__DONNÉES DISPONIBLES__:
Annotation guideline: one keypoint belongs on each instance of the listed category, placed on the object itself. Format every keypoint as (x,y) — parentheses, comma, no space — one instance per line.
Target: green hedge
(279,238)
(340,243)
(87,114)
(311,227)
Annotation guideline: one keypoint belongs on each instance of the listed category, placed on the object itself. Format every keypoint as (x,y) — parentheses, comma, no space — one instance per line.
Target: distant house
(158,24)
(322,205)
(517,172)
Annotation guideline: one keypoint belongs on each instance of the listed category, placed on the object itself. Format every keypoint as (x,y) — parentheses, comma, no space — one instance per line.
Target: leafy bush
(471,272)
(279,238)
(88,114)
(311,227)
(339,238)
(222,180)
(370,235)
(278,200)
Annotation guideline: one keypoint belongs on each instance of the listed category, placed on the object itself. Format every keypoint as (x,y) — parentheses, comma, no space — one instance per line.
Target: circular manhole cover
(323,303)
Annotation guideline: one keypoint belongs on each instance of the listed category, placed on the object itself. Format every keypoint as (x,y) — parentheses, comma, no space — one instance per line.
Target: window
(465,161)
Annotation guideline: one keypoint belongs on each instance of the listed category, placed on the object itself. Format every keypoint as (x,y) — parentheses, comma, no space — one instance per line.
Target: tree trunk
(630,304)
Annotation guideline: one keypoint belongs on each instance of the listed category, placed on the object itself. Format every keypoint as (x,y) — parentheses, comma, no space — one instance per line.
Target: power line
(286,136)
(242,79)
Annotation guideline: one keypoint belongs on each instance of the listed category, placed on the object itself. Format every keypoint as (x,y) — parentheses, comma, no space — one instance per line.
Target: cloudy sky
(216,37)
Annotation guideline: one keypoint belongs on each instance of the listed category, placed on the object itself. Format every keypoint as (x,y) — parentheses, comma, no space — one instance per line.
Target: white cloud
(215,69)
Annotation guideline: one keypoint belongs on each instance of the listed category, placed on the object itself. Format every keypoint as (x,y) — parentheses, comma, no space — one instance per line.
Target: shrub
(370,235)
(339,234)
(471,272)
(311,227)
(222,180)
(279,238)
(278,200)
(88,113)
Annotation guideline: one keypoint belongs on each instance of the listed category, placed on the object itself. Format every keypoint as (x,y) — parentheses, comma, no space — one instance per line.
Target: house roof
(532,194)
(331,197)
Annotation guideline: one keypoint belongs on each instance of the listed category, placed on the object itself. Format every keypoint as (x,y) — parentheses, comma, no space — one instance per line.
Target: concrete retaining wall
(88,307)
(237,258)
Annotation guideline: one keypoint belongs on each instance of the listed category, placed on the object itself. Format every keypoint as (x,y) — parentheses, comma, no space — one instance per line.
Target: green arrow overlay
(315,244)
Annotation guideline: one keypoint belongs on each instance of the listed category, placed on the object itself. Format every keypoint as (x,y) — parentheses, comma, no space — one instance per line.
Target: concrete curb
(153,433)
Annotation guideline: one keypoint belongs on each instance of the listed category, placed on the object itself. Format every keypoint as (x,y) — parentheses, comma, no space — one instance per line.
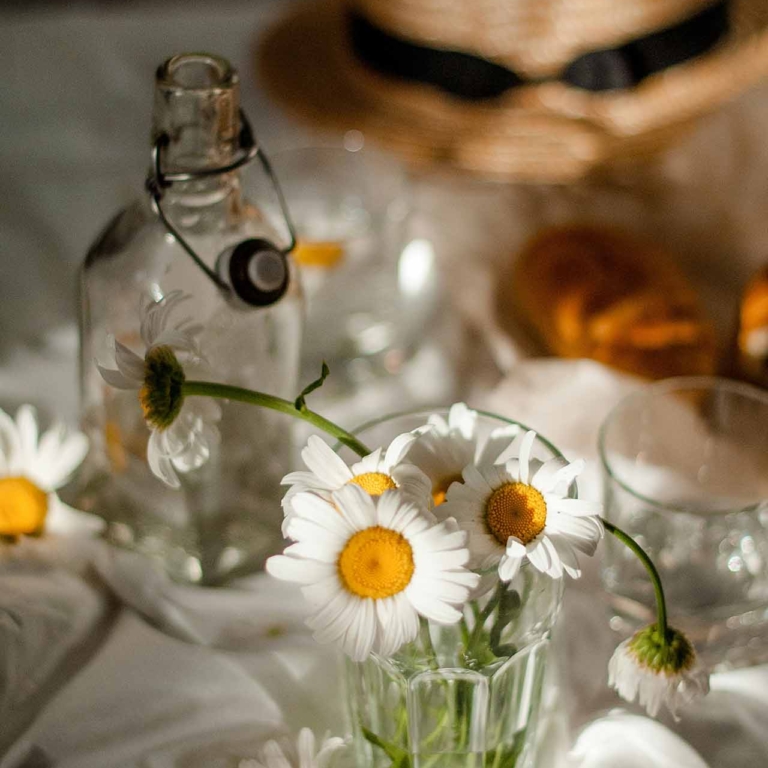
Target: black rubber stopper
(258,272)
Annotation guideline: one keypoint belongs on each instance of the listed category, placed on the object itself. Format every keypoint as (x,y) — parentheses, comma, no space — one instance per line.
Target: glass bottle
(225,520)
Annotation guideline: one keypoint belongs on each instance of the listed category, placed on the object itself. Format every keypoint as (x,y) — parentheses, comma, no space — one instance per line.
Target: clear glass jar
(226,518)
(463,696)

__CONSIGNE DONNÉE__:
Rassemblez, s'il vous plaît, chaque ligne des items ci-dessus qui contient le mot « concrete ». Tenez compte des majuscules et des minuscules.

__SOLUTION PROPOSÉE__:
Target: concrete retaining wall
Target: concrete curb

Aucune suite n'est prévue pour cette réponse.